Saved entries
##########

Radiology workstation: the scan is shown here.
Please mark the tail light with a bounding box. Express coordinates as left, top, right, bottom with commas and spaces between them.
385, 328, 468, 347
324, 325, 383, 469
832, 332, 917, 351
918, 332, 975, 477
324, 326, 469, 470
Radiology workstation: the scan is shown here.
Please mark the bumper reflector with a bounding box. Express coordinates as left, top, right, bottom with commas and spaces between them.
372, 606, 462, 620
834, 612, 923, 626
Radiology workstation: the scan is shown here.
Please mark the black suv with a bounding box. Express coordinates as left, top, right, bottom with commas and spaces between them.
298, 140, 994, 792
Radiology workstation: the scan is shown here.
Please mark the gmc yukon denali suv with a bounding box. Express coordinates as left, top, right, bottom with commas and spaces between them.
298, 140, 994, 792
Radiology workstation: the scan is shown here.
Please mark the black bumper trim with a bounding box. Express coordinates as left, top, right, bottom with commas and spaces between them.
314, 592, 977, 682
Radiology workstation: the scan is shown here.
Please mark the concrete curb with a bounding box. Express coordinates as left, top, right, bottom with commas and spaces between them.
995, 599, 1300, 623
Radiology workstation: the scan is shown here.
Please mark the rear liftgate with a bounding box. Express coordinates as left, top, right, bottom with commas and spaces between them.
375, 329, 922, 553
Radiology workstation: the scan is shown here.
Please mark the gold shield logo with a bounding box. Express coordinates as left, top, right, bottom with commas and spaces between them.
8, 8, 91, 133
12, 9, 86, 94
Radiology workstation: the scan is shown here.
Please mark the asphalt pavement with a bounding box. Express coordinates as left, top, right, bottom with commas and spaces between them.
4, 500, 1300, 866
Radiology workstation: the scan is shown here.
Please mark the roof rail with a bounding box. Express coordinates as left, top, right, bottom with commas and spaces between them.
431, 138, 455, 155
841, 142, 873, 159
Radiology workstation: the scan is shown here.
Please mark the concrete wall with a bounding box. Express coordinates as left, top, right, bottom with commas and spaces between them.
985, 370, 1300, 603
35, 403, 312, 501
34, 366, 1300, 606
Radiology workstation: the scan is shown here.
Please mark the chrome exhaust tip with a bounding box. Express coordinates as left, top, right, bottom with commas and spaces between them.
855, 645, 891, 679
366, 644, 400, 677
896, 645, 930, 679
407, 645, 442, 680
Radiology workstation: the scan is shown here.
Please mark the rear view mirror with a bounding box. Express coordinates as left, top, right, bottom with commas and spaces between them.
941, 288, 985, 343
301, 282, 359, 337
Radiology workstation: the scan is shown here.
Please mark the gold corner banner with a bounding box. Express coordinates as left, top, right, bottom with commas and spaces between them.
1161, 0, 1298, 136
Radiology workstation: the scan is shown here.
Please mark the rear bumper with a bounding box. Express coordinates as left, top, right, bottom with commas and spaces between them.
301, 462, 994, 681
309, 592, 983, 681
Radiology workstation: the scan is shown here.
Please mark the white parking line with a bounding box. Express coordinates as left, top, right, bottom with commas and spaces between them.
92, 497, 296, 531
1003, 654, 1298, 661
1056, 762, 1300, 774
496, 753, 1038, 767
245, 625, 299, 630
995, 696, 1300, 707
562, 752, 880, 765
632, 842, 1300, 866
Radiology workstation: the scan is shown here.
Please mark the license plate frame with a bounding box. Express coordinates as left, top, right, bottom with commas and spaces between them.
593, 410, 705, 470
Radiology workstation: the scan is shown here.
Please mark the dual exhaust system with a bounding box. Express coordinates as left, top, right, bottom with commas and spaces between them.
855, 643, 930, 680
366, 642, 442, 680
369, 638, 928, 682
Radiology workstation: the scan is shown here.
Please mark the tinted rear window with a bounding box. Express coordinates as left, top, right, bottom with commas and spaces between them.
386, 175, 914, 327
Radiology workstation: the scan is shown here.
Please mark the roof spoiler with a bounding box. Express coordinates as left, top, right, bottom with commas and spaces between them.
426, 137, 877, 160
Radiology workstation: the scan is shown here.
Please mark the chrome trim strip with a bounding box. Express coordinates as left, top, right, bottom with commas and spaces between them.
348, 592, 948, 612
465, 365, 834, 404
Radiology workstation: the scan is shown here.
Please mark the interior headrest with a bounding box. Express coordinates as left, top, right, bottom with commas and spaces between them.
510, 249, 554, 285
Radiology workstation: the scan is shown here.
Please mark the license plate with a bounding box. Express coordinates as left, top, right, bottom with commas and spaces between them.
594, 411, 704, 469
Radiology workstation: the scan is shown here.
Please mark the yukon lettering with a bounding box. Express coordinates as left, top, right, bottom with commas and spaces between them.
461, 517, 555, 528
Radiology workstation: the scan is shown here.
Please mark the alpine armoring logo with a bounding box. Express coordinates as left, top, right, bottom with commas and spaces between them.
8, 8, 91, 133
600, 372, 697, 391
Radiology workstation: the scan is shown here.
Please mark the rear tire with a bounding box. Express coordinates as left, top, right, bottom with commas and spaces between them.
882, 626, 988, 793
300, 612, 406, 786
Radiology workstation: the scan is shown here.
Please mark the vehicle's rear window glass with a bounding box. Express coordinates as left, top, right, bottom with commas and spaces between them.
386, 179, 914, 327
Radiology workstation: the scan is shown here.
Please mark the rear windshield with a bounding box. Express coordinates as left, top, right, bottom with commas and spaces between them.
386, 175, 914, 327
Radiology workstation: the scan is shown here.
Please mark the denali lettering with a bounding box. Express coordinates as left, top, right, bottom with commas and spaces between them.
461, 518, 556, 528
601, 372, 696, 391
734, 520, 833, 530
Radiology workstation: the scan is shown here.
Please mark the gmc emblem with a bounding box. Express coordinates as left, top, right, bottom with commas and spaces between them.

##########

_What you will do:_ Word for word, give back all the lines above.

_Your solution:_
Radiology workstation: the scan is shown here.
Please mark the tail light with a bounding box. Express coordinates as left, top, right, bottom with commas and spaces between them.
385, 328, 468, 347
324, 325, 383, 469
832, 332, 917, 351
918, 332, 975, 477
324, 326, 469, 470
Radiology workstation: the scan is shown here.
Please mark the bumper reflector with a bounding box. Express coordinates as left, top, right, bottom with commas and spaces between them.
372, 606, 462, 620
834, 612, 923, 626
Radiology workstation: the scan is shown here.
Please mark the black suv with a bounding box. Express coordinates as left, top, right, bottom with commas and spaces between them.
298, 140, 994, 792
Radiology workstation: the scan is shown here.
Please mark the gmc yukon denali suv with a bounding box. Express coordinates as left, top, right, bottom with commas and spaces between them.
298, 140, 994, 792
Radiology workstation: the scan is shown here.
Please mark the black bumper trim with a bounding box. Express coordinates as left, top, right, bottom with commas and spaces between them.
314, 592, 977, 682
Radiology workstation: the scan is shown here.
Please mark the concrete curb with a bounding box. Express coordinates as left, top, right, bottom with commas and spaces between them.
995, 599, 1300, 623
Radiology workstation: the scan is shown here.
Please mark the rear liftgate with a bounding box. Express coordinates as left, top, right, bottom with commas and spaces between them.
375, 329, 922, 553
Radiology workstation: the scan is shown here.
Please mark the gold shield logo with a bounding box. Express coordinates as left, top, right, bottom with commas and spaces between them.
8, 8, 91, 133
12, 9, 86, 94
Radiology workstation: the scan is shown here.
Please mark the asphalt pavement with a bounding box. Express coordinates as left, top, right, bottom with commas and spaces between them.
4, 500, 1300, 866
Radiology workstation: the scan is shown here.
Please mark the roof rail with a bounding box. Express coordinates as left, top, right, bottom with commas and spaces between them.
431, 138, 455, 155
841, 142, 873, 159
Radiology workstation: the scan is shown here.
Please mark the concrete wall with a bounding box. Express coordinates as left, top, right, bottom with commas and spaces between them.
985, 370, 1300, 603
35, 403, 312, 501
34, 366, 1300, 606
Radiology workstation: the scan is shown here.
Please mark the chrome exhaust tip with a bounding box. Express coordinates as left, top, right, bottom with commas and spaces between them.
855, 645, 891, 679
366, 644, 400, 677
896, 645, 930, 679
407, 645, 442, 680
Radiology workstation: the scan is shown here.
Please mark the rear view mirror with a bounding box. Express coordinates as left, top, right, bottom with commas and spaces between them.
941, 288, 985, 343
301, 282, 359, 337
Radiology workstation: the scan is shown here.
Please mark the gold corner banner with a bounding box. Express coordinates as left, top, right, bottom with commas and spaces between them.
1161, 0, 1298, 136
Radiology workstation: the scan is shown here.
Please mark the rear bumper with a bounding box. Express coordinates as left, top, right, bottom with commas and spaces between them.
301, 462, 994, 681
309, 592, 983, 681
Radiology workstation: the scan is shown here.
Please mark the white parking line with a bounding box. Express coordinates as left, top, right, bottom with commas and spaces between them.
92, 497, 296, 531
1003, 654, 1298, 661
1056, 762, 1300, 774
496, 753, 1038, 767
245, 625, 299, 630
995, 696, 1300, 707
562, 752, 880, 765
632, 842, 1300, 866
Radiology workstation: the scan is shown here.
Please mark the license plate frame with a bounding box. Express coordinates as left, top, right, bottom with commas and spaces between them.
593, 410, 705, 470
Radiology workstation: the scan is shown here.
Please mark the dual exhaust system with a bounding box. Express coordinates as left, top, right, bottom with commas and spaces between them.
855, 643, 930, 680
366, 642, 442, 680
369, 638, 928, 682
Radiology workstation: the scan is shown here.
Please mark the tinted rear window with a bounding box. Express coordinates as left, top, right, bottom with commas and spaces between them.
386, 175, 914, 327
Radiology workstation: the scan is shown here.
Please mark the roof spoiler with a bounding box. Express coordinates as left, top, right, bottom with commas and spaces between them.
426, 137, 877, 160
Radiology workstation: the scan is shown here.
Please mark the chrome trim strip with a bounding box. Express coordinates as left, top, right, bottom with commas and spaces between them.
348, 592, 948, 612
465, 365, 834, 404
Radiology workstation: the scan is shown here.
Please mark the interior headrest with a bounding box. Express coordinates as left, top, right, bottom with commas and spaces between them.
510, 249, 554, 285
Radiology workstation: the scan is shown here.
Please mark the license plate with a bounding box. Express coordinates as left, top, right, bottom with commas and spaces between them.
594, 411, 704, 469
Radiology workstation: the scan is shown here.
Please mark the yukon lettering with a bounding box. Express coordinates as left, top, right, bottom with commas and spaces between them.
461, 517, 555, 528
Radiology workstation: the scan is shown here.
Please mark the alpine armoring logo with a bounding box. Express coordinates as left, top, right, bottom with commas and spaces between them.
8, 8, 91, 133
600, 372, 697, 391
Radiology workstation: the scan is shown here.
Please mark the rear tire with a bounding box. Express coordinates as left, top, right, bottom with commas and spaces between them.
882, 626, 988, 793
300, 612, 406, 786
Radiology workstation: the scan is shown here.
Please mark the vehicle's rear window glass with a bounding box. Express coordinates as left, top, right, bottom with commas and spaces between them.
386, 179, 914, 327
Radiology workstation: the scan is shown here.
Please mark the rear windshield with a bounding box. Express coordinates as left, top, right, bottom with commas and spaces between them.
386, 175, 914, 327
Radiology workstation: the scan is shown here.
Please mark the denali lettering with a bounding box. Express coordinates as left, top, right, bottom with commas and spaces between them.
461, 518, 556, 528
601, 372, 696, 391
734, 520, 833, 530
Radiology workstation: the scan is shown here.
Please mark the gmc emblem with a bounding box. Express coordinates as left, top, right, bottom with commas and spaces between them.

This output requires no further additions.